> Passage:
Bao, Glasgow, review

This small restaurant has only been open for a month

There had been a portion of steak frites with my name on it.

However, with an injured umbrella, a tiny hole in my ankle boot and a blister, there needed to be a change of plan. Forget my intended destination. It’s any port in a storm, when there’s heavy rain in Glasgow, you’re starving and the time is nearly 1.45pm.

My hangry was at its most debilitating when I was hit by the smell of chips from the Blue Lagoon. I thought about asking a stranger to carry me.

As I trudged slowly up Bothwell Street, thinking about the water wicking up my sock and how I could potentially replace that item of clothing with a plastic bag, this new place caught my eye.

Bao is pillarbox red, with multi-coloured neon strip lights inside that remind me of local artist Jim Lambie’s work. Inside, there are Barbapapa pink and blue doodles on the wall, mirrors printed with menu items and chipboard panels. It’s tiny, with a minuscule open kitchen that fits two chefs, elbow to elbow, and there’s a makeshift vibe, but it’s colourful and cute.

> Written problem: Condense the paragraph of the restaurant review that begins "Bao is pillarbox red" into a bulleted list that keeps its main facts.

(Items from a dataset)

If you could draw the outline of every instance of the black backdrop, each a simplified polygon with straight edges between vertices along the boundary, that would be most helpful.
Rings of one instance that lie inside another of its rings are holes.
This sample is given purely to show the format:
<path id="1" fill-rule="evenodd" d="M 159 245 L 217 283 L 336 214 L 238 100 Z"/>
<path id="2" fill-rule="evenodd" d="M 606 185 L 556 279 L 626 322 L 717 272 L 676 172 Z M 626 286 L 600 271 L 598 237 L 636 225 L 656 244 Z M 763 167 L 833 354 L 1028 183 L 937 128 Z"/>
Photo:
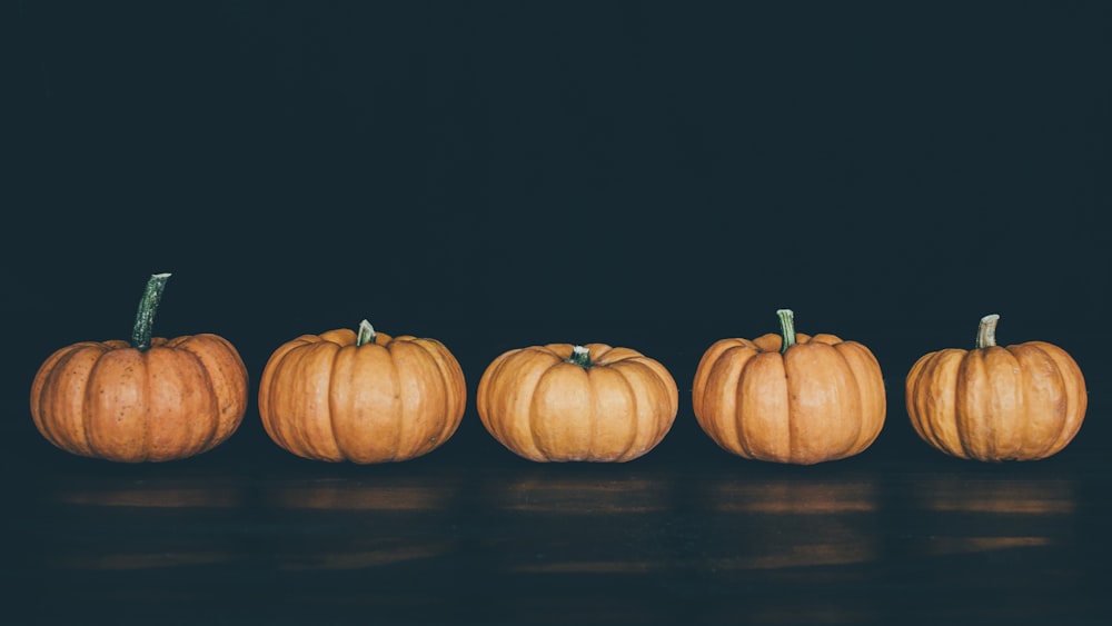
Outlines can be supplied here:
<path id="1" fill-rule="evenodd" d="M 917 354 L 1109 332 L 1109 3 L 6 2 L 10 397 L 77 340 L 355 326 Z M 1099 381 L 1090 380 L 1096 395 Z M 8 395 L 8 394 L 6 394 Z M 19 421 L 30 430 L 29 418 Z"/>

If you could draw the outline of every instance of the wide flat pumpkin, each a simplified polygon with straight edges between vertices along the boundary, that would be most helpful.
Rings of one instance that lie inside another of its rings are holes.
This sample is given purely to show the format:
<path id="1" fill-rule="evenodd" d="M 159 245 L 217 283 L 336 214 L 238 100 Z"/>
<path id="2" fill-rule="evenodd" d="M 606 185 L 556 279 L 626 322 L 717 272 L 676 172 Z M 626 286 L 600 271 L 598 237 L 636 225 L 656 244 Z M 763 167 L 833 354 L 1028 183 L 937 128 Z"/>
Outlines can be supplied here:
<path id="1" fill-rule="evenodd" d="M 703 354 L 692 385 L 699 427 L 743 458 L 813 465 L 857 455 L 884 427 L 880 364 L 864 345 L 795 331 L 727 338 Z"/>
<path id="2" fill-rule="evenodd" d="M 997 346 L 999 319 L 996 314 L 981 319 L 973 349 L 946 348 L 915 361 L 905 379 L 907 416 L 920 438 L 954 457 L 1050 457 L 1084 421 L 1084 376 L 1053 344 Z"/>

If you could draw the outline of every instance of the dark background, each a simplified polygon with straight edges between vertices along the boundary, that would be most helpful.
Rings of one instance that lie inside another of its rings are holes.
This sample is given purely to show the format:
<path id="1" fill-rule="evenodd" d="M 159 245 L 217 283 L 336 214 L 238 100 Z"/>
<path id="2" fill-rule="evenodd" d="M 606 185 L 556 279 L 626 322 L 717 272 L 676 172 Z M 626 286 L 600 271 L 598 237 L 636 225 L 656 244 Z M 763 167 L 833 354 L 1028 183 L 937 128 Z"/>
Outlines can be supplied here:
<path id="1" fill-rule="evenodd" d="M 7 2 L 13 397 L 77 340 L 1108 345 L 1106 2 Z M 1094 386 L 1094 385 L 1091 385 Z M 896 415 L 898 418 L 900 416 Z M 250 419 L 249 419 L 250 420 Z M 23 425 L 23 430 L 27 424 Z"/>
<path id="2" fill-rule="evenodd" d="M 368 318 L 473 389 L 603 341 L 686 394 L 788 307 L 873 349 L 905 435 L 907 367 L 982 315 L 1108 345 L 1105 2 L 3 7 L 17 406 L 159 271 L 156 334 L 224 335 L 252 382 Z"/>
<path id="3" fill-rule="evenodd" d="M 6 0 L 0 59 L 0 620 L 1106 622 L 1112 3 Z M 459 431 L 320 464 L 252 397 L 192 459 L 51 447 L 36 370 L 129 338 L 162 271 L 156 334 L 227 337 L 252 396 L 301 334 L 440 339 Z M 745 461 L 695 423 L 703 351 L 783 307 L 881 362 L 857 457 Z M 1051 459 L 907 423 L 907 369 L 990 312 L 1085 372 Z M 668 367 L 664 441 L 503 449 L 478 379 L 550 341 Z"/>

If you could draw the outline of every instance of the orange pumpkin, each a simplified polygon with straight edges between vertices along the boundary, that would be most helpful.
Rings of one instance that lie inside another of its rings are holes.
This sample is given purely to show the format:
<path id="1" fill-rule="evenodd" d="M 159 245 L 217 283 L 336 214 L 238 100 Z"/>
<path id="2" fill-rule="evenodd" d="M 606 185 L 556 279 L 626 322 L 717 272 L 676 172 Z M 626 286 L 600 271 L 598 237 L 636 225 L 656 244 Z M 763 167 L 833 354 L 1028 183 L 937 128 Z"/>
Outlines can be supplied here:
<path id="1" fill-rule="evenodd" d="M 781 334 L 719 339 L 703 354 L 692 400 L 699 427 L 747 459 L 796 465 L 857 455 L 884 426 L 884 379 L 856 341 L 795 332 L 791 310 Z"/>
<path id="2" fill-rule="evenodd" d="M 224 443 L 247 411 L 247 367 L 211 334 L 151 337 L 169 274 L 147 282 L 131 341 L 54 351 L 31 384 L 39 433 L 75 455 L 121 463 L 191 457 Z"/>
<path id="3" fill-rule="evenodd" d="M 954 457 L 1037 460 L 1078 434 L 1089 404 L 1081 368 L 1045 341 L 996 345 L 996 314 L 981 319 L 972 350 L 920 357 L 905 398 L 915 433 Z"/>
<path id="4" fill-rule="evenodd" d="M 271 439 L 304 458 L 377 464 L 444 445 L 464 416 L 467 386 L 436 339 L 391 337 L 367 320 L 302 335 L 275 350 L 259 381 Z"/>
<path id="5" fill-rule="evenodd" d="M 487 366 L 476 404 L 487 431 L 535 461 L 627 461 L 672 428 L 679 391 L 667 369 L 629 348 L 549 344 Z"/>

==

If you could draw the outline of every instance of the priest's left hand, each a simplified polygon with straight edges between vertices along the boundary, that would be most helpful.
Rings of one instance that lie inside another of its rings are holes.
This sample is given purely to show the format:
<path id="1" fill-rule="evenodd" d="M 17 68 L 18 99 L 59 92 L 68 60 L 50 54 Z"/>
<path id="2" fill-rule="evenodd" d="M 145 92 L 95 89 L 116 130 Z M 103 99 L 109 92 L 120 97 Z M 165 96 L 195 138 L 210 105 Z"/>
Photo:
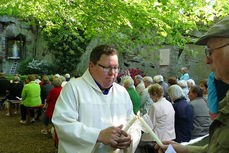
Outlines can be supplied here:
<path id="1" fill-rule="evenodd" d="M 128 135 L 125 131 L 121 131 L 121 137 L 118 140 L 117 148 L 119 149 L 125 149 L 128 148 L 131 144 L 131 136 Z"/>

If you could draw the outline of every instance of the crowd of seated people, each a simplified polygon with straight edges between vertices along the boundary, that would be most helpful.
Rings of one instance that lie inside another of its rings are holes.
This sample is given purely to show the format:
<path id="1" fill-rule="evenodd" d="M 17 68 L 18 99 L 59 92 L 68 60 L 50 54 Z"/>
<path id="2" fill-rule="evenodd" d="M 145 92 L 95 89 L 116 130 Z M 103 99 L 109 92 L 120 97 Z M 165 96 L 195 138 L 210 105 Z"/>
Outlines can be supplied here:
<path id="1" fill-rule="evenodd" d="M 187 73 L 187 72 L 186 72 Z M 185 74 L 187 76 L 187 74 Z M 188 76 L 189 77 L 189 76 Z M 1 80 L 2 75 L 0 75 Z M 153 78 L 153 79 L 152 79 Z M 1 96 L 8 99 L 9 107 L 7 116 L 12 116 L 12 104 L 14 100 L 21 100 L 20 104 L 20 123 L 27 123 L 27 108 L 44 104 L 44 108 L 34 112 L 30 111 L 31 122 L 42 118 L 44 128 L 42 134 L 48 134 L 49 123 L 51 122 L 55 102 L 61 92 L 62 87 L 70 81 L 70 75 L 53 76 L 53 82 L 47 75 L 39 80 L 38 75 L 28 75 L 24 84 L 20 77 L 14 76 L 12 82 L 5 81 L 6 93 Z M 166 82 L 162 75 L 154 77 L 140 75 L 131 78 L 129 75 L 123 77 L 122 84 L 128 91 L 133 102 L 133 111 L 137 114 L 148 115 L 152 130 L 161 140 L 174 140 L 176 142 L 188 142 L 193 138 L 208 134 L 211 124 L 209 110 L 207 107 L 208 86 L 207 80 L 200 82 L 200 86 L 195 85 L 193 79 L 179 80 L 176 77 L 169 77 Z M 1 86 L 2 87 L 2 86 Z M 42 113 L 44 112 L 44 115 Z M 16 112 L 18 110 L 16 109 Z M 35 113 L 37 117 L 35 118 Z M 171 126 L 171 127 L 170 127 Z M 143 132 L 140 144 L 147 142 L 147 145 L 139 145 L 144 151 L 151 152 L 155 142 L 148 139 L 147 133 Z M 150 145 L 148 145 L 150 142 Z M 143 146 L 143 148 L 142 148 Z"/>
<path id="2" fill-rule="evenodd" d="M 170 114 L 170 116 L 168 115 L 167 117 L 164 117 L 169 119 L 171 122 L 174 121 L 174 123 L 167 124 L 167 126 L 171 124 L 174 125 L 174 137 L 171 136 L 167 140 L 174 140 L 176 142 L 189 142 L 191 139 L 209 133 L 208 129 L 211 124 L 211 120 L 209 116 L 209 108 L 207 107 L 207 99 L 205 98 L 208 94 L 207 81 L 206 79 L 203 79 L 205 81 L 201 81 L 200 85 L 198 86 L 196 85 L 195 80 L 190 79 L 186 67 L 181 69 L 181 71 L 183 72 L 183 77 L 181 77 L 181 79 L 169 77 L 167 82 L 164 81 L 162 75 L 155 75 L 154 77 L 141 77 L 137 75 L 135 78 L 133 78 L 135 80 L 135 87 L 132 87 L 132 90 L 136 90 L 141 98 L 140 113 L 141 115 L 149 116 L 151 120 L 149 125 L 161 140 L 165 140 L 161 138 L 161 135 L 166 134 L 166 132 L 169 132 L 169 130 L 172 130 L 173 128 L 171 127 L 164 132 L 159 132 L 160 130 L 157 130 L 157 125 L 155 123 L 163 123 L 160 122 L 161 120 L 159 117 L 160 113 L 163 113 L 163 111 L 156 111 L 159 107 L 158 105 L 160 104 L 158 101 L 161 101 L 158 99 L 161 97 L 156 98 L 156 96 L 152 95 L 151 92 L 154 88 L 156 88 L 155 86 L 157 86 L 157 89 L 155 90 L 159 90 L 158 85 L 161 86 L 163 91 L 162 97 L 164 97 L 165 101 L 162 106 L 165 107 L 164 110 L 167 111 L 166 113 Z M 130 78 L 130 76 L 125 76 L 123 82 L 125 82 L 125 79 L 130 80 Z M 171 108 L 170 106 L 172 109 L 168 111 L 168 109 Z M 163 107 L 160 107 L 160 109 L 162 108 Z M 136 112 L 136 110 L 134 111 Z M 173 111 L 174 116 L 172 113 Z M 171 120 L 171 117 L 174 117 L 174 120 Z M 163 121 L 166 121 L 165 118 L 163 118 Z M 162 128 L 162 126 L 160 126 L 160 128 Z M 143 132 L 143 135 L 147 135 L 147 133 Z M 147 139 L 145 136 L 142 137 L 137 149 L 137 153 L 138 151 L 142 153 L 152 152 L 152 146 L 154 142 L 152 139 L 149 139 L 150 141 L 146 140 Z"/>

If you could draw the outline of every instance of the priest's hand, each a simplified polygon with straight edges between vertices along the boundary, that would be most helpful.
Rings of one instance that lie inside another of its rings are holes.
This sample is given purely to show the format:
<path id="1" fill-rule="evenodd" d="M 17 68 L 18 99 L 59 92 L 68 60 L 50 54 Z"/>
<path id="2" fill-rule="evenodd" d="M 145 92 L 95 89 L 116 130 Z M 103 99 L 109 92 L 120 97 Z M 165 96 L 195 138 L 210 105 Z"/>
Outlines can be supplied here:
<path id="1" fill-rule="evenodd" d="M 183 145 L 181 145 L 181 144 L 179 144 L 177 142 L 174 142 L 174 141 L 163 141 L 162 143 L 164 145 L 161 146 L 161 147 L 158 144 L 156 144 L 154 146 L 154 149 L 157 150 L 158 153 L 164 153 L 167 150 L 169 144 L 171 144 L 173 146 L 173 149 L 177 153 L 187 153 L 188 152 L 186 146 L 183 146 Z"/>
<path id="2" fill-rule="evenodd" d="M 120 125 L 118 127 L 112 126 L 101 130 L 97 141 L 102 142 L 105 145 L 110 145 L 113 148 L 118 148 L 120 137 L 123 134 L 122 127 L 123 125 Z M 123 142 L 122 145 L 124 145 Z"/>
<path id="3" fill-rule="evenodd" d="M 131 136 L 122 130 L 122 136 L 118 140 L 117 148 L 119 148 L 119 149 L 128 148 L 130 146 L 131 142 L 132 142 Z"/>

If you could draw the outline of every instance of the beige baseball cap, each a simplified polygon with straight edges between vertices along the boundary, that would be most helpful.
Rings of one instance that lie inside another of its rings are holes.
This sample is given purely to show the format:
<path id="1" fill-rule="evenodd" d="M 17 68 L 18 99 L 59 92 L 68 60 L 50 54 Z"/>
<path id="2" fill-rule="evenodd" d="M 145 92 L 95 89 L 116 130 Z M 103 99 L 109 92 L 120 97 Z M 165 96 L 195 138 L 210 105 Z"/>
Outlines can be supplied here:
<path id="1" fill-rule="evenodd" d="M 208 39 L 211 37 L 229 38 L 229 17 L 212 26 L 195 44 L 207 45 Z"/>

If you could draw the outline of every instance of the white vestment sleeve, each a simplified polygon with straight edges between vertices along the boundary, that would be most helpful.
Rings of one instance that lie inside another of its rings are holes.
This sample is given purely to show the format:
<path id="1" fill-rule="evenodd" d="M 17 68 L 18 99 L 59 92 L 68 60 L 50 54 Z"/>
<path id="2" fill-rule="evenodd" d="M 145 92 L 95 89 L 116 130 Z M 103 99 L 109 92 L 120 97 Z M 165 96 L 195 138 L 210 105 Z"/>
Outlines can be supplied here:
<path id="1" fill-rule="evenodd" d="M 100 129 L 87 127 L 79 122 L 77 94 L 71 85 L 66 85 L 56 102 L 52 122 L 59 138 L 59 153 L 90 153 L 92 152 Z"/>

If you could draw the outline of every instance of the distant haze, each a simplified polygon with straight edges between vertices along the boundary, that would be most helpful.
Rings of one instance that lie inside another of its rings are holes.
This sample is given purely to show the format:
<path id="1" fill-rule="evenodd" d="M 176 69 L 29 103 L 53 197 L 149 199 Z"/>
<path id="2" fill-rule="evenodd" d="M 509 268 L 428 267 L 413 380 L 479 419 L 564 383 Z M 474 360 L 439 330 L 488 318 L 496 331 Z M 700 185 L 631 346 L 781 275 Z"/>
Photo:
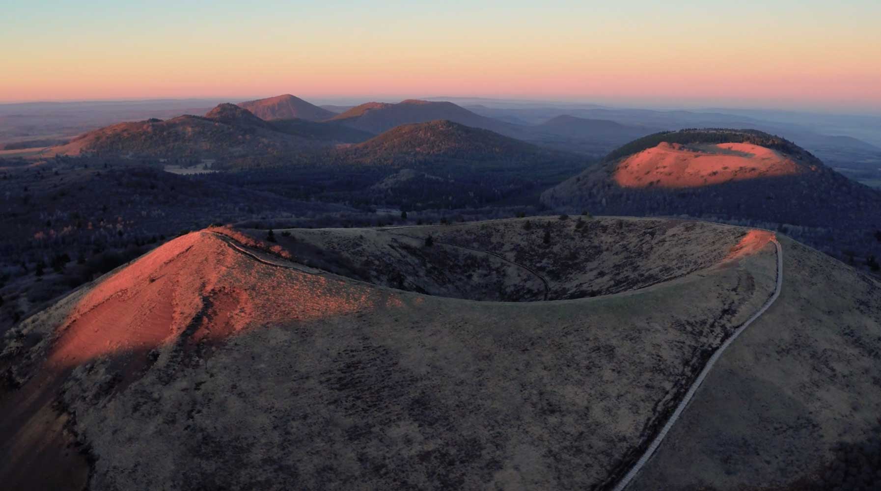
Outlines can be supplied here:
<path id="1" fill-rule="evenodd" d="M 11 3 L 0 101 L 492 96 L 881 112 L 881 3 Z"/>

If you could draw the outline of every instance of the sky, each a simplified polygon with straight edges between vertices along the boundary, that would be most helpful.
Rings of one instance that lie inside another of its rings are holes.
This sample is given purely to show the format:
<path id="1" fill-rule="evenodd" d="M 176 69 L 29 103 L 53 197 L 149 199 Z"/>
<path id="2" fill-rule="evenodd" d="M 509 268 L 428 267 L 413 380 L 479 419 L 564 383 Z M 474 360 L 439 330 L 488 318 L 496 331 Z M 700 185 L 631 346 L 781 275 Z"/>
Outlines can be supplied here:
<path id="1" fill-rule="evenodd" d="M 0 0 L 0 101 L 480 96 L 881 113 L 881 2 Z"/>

* * *

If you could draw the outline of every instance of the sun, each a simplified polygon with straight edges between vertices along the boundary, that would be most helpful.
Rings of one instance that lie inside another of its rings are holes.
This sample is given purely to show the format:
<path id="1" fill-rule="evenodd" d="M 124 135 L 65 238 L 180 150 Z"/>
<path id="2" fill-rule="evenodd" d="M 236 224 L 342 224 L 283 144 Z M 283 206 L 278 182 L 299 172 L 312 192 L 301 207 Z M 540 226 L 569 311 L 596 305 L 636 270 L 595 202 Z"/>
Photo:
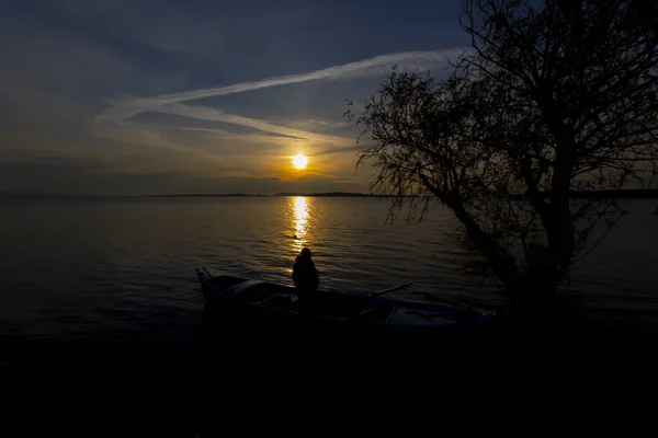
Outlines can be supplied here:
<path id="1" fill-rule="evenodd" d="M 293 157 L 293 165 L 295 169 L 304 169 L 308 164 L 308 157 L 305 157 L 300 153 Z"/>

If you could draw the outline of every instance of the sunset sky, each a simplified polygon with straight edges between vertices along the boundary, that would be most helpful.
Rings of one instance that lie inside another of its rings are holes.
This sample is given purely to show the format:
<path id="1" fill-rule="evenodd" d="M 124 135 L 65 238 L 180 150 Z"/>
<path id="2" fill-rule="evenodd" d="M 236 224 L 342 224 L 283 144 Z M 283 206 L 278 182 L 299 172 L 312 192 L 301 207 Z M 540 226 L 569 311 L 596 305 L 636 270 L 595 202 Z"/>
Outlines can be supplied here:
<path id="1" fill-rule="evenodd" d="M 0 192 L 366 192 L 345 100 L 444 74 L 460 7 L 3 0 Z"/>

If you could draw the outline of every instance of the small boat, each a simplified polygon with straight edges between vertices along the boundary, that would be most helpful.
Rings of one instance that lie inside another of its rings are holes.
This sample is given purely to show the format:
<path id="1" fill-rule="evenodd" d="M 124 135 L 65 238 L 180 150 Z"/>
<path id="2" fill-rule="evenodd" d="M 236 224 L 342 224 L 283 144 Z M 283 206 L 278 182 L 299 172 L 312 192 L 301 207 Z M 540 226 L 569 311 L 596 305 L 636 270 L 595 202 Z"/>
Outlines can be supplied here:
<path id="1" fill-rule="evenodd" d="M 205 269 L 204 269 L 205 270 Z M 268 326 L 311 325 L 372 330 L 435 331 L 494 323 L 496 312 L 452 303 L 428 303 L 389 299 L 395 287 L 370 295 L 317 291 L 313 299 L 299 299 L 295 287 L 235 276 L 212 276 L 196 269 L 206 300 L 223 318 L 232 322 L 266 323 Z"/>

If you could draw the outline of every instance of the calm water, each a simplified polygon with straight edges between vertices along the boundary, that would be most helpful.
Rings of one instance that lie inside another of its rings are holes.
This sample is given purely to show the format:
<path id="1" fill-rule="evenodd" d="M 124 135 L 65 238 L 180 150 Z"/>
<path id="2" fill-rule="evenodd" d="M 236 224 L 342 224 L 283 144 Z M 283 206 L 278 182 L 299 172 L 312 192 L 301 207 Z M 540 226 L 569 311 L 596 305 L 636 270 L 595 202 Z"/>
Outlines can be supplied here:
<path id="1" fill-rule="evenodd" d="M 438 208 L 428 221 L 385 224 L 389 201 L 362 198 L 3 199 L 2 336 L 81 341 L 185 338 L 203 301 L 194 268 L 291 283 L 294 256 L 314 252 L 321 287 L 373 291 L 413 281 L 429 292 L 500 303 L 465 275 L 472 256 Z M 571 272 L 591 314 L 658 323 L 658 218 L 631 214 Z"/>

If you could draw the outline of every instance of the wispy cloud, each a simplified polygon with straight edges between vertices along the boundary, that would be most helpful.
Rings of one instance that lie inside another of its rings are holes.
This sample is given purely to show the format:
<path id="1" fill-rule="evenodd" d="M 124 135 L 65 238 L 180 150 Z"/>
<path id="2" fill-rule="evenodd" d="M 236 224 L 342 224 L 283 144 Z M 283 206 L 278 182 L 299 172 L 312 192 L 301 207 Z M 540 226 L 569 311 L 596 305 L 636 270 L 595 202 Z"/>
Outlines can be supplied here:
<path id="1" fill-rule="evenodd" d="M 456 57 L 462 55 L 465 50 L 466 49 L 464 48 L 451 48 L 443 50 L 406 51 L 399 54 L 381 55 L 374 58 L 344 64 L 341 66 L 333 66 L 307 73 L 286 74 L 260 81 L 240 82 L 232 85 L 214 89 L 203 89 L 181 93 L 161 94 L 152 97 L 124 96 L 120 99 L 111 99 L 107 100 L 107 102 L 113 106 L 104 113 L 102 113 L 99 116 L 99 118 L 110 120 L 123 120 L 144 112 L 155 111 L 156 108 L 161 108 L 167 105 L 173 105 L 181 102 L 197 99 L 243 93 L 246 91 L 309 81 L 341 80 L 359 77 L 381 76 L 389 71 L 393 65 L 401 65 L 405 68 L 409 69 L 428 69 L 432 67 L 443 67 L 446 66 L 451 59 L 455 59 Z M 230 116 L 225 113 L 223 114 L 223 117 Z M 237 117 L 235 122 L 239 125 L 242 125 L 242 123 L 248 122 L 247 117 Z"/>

> Complete answer:
- Bao is pillarbox red.
- Inside, multicolored neon strip lights recall the work of local artist Jim Lambie.
- The walls have Barbapapa pink and blue doodles, mirrors printed with menu items, and chipboard panels.
- The space is tiny, with a minuscule open kitchen that fits two chefs elbow to elbow.
- The feel is makeshift but colorful and cute.